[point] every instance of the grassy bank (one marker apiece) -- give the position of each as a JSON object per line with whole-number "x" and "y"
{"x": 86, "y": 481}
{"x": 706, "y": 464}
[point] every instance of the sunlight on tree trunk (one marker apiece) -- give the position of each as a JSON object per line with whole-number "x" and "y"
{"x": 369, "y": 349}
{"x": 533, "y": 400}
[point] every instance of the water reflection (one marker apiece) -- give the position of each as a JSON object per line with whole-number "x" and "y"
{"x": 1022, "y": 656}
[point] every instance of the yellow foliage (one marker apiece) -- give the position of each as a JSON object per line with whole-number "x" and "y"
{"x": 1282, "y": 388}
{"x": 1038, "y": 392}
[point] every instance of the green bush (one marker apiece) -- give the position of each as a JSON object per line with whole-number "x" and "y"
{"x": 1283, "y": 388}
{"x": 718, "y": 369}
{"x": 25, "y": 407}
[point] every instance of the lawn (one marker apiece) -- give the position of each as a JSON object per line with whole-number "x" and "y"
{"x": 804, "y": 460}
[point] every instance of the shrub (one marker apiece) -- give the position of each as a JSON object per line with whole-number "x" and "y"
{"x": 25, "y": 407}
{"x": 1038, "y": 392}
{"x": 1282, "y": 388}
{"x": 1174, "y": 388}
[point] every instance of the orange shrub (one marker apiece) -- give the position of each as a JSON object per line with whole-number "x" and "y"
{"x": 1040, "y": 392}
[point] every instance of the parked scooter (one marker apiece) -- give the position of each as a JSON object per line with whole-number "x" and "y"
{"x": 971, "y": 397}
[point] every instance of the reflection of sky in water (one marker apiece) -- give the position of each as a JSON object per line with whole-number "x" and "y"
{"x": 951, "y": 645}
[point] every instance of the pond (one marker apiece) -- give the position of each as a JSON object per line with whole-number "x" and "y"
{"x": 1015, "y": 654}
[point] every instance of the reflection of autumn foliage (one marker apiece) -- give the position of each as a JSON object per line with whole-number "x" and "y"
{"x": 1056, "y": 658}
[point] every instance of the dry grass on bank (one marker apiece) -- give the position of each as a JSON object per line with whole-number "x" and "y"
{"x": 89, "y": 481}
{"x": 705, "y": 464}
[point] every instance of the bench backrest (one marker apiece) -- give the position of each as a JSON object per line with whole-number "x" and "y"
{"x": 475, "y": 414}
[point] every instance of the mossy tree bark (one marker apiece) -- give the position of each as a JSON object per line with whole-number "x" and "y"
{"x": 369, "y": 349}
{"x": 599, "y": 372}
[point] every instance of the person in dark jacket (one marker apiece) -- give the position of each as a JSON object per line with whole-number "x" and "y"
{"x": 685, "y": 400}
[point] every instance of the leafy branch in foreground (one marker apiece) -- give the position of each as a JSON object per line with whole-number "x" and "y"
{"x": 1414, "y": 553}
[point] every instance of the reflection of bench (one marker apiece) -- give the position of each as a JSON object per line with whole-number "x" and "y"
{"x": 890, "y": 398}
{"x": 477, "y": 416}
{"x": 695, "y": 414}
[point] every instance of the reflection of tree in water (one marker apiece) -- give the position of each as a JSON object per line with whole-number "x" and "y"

# # # #

Every line of the material must be given again exactly.

▸ **YOUR SOLUTION**:
[point] every instance of the grassy bank (one marker apiece) -- give the position of each as a JSON object per line with whole-number "x" and "y"
{"x": 86, "y": 481}
{"x": 706, "y": 464}
[point] every instance of the sunlight on tree trunk (one marker apiece) -- give the position of each as a JSON object per line with whole-number "x" and "y"
{"x": 369, "y": 349}
{"x": 533, "y": 400}
[point] every instance of the water reflection (one marker apiece) -- give the position of each as a JSON object per line with whole-number "x" and "y"
{"x": 1022, "y": 656}
[point] every instance of the yellow foliage (one marker apiece) -- give the position of each as a JSON object per line with whole-number "x" and "y"
{"x": 1282, "y": 388}
{"x": 1038, "y": 392}
[point] every instance of the green bush (one marker apiece) -- give the position of each as a JSON object per line with whole-number "x" and "y"
{"x": 1283, "y": 388}
{"x": 718, "y": 369}
{"x": 25, "y": 407}
[point] every instance of the lawn (one marker apiece) -- give the position of each as a JSON object per line with whole-number "x" and "y"
{"x": 804, "y": 460}
[point] every instance of the shrub (one marker apiece) -- give the position of each as a JSON object per line with whole-number "x" and "y"
{"x": 25, "y": 407}
{"x": 1038, "y": 392}
{"x": 1282, "y": 388}
{"x": 1174, "y": 388}
[point] every instance of the orange shrub (one marker apiece) -- give the position of each as a JSON object per line with whole-number "x" and "y"
{"x": 1040, "y": 392}
[point] every instance of the parked scooter (one marker apiece) -- give the position of each as a JSON object per line with whole-number "x" and "y"
{"x": 971, "y": 397}
[point] every instance of the reflection of sky in water (one marker apiece) -- give the position of each as a JSON object per line with whole-number "x" and "y"
{"x": 951, "y": 645}
[point] every instance of the pond (one marker apiece) -- give the position of each as a JSON object per line with whole-number "x" and "y"
{"x": 1015, "y": 654}
[point] every instance of the reflection of autumn foliage (one marker apiece) -- give the position of each as a JSON object per line with whole-number "x" and "y"
{"x": 1056, "y": 658}
[point] every instance of the dry grass on bank (one marker apiece) -- give the position of each as a JSON object per line with whole-number "x" and "y"
{"x": 89, "y": 481}
{"x": 705, "y": 464}
[point] every instance of the bench backrest (one marker apiece) -- give the position of each as a JSON object per line with whole-number "x" and "y"
{"x": 475, "y": 414}
[point] every instance of the mossy tree bark (one marker apiece) -- give the position of each as a JSON object per line with whole-number "x" and "y"
{"x": 369, "y": 349}
{"x": 599, "y": 372}
[point] every instance of the person in dark jacket (one marker apiece) -- give the position of each as a JSON object per line with whole-number "x" and "y"
{"x": 685, "y": 400}
[point] every instance of the leafy branch in foreground (one marker apiece) -- give the position of each as a JSON object per line with whole-number "x" and "y"
{"x": 1414, "y": 553}
[point] every instance of the reflection of bench (one marker apiece) -- give the position of each as a JSON object per line with whole-number "x" and "y"
{"x": 890, "y": 398}
{"x": 477, "y": 416}
{"x": 695, "y": 414}
[point] every instance of the reflection of tree in water (one marker apiece) -- give the position of each as a JSON object per line with whole-number "x" and "y"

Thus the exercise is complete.